§ **AUFGABE**:
Sammle aus den folgenden Einträgen jede Zeile, die die Zeichenfolge „front“ enthält, und gib diese Zeilen unverändert wieder. Groß- und Kleinschreibung ist zu beachten.

Daten zur fotobasierten Punktmarkierung
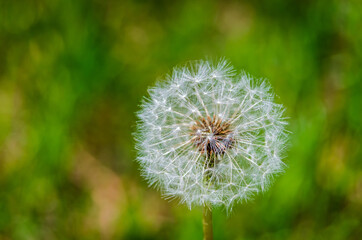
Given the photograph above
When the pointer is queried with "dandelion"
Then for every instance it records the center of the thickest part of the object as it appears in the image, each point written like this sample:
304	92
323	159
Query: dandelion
209	136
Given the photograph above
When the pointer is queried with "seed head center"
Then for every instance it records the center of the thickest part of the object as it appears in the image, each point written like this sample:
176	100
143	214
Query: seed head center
212	136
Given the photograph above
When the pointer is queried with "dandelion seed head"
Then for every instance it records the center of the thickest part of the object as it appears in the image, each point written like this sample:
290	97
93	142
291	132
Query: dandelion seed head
207	135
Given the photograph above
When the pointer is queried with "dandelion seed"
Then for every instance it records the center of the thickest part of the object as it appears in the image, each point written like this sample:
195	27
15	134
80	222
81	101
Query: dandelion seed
209	136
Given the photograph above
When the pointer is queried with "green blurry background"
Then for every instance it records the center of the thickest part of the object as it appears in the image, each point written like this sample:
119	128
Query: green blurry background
73	73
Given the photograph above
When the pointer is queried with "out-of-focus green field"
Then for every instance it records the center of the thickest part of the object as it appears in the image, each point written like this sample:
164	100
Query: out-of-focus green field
73	73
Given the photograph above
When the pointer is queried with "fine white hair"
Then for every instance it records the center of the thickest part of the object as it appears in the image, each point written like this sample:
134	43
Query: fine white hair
168	157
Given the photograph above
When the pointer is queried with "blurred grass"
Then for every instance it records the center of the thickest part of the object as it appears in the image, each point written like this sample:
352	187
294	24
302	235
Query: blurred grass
72	74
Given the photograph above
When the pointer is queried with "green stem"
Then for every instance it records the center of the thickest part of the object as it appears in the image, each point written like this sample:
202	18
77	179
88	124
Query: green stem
207	223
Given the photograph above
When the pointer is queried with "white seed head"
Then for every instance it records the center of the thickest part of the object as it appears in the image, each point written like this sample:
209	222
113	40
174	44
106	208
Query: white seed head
210	136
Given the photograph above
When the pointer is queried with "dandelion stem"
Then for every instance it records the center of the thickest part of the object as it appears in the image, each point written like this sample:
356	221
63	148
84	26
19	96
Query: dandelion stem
207	223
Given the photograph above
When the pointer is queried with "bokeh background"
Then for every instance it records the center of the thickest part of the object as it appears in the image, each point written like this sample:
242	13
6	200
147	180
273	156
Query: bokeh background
72	76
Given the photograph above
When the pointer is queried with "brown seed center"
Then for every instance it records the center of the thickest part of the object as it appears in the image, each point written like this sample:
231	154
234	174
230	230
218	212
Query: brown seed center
212	136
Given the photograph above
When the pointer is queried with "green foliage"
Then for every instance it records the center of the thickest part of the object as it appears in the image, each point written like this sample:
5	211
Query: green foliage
72	74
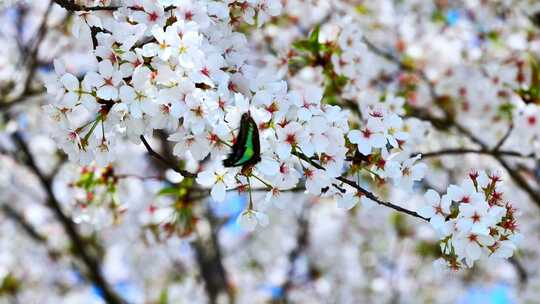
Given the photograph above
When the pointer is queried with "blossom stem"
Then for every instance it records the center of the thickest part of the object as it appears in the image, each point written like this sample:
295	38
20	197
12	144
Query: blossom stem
162	159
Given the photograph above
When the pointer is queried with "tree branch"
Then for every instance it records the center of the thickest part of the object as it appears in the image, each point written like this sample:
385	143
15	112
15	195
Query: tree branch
166	162
92	264
447	122
73	7
363	191
458	151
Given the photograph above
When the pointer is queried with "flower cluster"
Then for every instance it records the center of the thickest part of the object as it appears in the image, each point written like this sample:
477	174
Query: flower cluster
473	220
183	68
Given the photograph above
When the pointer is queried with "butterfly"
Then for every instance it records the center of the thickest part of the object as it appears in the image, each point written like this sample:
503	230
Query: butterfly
246	151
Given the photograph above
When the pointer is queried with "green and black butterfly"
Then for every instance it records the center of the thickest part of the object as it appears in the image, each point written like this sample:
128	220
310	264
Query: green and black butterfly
246	151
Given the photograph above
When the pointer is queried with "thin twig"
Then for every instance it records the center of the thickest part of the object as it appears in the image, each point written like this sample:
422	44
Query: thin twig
457	151
162	159
73	7
362	190
92	264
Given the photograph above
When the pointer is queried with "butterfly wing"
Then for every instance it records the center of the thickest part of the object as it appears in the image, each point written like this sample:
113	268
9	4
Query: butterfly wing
246	150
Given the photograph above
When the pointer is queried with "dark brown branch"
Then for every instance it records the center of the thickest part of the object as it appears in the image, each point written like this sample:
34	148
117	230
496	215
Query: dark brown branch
73	7
21	221
520	269
363	191
504	138
92	264
446	123
302	242
166	162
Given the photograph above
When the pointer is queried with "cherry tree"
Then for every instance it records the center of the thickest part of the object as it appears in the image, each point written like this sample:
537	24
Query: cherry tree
242	151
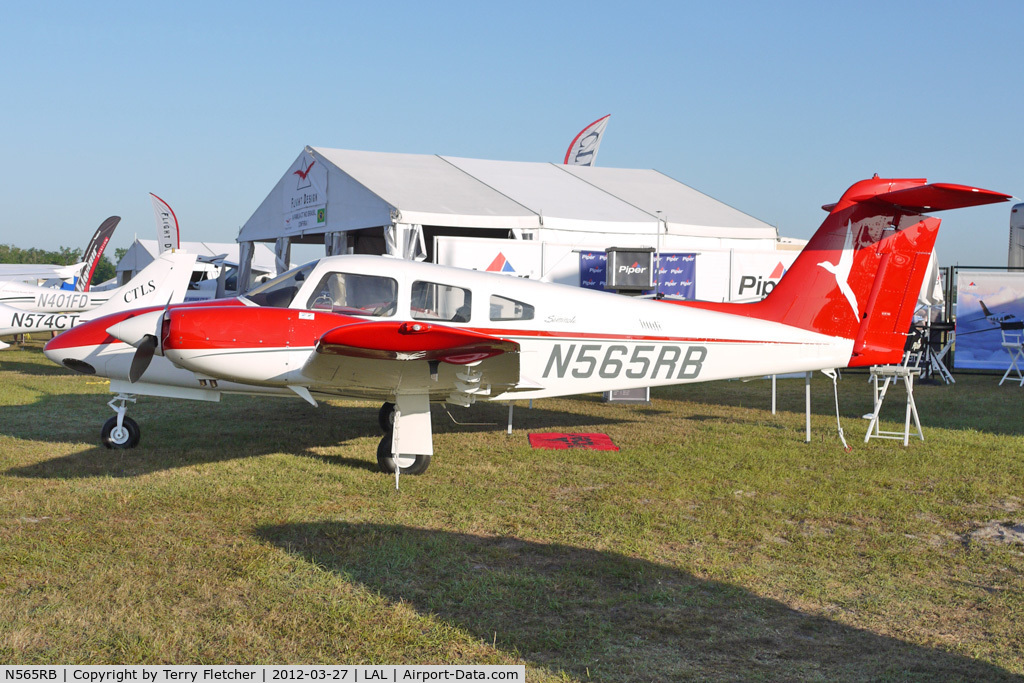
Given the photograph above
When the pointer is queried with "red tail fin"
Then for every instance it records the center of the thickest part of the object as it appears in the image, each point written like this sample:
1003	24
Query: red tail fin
859	275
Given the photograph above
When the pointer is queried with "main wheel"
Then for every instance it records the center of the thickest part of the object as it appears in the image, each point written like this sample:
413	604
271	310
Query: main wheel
125	436
385	418
409	464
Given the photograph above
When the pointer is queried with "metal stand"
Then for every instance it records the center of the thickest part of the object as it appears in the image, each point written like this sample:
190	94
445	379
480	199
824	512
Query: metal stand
891	373
1013	341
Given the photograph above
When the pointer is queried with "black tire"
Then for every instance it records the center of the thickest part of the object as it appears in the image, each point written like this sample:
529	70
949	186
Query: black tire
385	461
127	437
385	418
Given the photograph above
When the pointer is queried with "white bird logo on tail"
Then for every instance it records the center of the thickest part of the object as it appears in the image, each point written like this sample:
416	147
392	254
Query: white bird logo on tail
842	269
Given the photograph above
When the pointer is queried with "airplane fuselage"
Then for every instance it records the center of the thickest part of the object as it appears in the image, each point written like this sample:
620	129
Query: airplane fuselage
569	340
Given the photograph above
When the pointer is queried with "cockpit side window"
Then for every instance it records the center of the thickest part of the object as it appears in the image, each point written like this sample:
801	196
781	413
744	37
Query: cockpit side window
503	308
433	301
353	294
280	292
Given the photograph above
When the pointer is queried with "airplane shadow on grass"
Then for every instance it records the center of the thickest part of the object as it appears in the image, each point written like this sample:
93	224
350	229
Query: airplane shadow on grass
181	433
607	616
974	402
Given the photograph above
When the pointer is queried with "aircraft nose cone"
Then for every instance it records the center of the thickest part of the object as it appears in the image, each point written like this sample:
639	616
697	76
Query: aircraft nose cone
133	330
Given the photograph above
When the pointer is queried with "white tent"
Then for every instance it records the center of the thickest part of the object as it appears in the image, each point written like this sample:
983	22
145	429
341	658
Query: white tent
371	202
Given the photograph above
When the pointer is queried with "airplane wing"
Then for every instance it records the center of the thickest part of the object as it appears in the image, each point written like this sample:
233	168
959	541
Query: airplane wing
388	357
33	271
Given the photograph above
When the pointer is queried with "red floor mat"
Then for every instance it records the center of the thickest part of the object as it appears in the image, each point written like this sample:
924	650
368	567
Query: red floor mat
560	441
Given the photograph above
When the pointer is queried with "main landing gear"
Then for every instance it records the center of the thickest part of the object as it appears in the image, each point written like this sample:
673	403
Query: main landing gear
121	431
386	461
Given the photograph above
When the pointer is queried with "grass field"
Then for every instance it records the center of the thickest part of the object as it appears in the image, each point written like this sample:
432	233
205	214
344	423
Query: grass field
715	545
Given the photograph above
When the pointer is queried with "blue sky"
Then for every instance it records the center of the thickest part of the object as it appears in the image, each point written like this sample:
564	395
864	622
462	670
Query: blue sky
772	108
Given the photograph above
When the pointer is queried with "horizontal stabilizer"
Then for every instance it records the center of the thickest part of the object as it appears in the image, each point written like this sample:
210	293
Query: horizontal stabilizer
412	341
940	197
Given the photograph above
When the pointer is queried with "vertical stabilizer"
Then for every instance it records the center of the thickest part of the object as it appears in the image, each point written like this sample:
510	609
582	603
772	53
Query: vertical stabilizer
859	275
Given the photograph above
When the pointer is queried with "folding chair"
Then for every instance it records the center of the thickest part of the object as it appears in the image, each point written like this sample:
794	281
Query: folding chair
940	339
906	371
1013	341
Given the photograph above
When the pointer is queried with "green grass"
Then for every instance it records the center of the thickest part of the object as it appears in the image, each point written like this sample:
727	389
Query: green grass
715	545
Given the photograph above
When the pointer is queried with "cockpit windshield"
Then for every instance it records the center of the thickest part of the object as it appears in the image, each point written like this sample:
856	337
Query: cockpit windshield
280	292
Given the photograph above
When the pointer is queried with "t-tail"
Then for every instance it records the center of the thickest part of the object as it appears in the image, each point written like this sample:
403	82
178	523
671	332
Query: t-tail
859	275
95	251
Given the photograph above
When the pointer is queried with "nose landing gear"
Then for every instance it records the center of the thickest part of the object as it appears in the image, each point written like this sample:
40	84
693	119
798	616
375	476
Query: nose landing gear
121	431
387	461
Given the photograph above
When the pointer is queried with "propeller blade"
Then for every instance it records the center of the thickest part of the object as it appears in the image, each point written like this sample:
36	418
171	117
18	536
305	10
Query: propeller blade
143	355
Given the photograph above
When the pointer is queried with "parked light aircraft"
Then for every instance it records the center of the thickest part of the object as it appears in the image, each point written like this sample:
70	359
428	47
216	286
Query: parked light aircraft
411	334
53	299
164	280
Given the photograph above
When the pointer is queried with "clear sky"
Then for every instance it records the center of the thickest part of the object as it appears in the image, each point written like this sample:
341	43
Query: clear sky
774	109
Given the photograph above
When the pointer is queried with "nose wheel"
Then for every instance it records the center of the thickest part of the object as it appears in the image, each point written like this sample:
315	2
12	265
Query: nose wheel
125	435
387	461
121	431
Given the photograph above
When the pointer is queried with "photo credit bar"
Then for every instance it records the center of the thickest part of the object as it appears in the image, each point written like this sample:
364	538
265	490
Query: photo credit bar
261	674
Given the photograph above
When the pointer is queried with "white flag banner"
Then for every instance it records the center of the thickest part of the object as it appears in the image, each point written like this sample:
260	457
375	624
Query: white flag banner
167	224
583	151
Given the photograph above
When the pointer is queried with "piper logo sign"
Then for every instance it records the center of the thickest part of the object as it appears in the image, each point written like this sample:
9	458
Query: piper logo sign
631	269
760	286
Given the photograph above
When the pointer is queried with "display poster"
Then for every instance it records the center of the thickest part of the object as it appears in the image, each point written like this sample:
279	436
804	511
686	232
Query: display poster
986	301
519	258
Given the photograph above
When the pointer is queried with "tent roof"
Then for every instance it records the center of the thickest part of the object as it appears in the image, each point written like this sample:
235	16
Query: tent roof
370	189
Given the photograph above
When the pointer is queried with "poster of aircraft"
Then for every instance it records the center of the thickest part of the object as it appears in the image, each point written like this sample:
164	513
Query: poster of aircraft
987	303
411	334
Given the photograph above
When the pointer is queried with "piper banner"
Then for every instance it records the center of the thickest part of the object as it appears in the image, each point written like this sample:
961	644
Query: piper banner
676	273
986	301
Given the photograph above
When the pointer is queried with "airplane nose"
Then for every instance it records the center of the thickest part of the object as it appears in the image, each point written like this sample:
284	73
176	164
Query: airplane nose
134	330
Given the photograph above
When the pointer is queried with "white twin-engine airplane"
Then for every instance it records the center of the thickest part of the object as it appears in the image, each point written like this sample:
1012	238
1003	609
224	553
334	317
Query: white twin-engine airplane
411	334
164	280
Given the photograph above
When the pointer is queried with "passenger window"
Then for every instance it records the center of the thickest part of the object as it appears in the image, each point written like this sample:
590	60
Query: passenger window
509	309
355	295
432	301
279	292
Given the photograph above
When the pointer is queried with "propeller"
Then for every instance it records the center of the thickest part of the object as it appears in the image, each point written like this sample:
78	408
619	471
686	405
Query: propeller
142	332
143	355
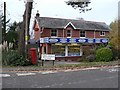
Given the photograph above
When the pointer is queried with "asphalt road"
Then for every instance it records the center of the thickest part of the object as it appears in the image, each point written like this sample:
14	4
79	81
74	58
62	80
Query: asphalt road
97	78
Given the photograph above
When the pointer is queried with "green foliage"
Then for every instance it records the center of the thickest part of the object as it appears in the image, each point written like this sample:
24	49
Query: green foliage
13	58
11	36
104	54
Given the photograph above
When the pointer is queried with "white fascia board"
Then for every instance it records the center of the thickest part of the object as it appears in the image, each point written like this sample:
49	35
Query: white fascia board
69	24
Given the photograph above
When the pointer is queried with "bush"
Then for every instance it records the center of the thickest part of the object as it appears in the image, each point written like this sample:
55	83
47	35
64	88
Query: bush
90	58
104	54
13	58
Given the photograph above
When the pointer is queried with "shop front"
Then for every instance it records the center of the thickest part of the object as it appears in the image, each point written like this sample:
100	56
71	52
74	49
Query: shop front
68	48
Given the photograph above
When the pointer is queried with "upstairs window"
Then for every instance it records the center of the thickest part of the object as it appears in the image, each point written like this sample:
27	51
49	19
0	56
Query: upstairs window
68	33
82	34
54	33
102	33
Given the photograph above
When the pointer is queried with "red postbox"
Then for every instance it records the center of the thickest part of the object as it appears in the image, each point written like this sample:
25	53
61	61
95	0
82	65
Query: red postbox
33	55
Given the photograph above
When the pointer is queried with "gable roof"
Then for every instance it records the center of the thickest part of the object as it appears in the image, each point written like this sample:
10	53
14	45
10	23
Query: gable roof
48	22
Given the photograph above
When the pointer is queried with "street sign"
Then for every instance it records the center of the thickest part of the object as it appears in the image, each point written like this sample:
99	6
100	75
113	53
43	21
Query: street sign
48	57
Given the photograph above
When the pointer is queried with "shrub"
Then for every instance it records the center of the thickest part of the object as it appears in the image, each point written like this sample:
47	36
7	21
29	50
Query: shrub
90	58
104	54
13	58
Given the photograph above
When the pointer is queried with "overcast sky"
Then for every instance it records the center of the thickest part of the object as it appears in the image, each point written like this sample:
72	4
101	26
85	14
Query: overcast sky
102	10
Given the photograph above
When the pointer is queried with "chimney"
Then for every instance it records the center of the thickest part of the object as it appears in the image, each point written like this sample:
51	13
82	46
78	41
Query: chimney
37	14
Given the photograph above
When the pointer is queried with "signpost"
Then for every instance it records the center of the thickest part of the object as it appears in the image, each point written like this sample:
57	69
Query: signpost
50	57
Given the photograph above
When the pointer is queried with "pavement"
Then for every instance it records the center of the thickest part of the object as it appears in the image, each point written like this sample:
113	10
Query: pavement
49	63
84	78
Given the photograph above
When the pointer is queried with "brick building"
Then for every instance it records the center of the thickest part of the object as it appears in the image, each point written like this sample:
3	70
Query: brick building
66	37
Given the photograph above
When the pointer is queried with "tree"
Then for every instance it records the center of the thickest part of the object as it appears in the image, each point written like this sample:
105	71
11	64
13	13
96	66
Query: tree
81	4
114	37
25	24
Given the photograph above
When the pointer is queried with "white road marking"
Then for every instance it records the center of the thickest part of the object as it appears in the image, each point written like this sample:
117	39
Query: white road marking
48	72
4	75
25	74
113	70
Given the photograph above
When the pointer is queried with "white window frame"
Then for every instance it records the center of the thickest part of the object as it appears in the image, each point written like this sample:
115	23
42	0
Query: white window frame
80	34
102	33
56	33
70	33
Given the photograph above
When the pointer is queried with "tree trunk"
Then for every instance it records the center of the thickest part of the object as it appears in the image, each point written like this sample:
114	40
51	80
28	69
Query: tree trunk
21	46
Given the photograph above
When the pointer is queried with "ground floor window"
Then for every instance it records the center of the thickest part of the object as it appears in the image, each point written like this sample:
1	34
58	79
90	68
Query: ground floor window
73	50
66	50
58	50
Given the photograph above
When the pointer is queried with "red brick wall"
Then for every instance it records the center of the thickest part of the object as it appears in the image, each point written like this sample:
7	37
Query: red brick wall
97	34
75	33
60	32
46	33
89	34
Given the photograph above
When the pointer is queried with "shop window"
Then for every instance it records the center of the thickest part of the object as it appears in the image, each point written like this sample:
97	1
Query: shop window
82	34
58	50
53	33
102	33
73	50
68	33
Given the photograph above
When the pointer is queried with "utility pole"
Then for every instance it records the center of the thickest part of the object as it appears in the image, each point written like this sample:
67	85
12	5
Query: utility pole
27	23
26	30
4	31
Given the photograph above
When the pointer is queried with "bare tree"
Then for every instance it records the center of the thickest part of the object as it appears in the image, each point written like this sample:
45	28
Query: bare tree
81	4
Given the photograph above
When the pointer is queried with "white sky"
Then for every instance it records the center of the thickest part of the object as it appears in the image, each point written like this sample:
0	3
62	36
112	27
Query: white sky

§ **SCHRIFTLICHE LÖSUNG**:
When the pointer is queried with "shop front"
Query: shop front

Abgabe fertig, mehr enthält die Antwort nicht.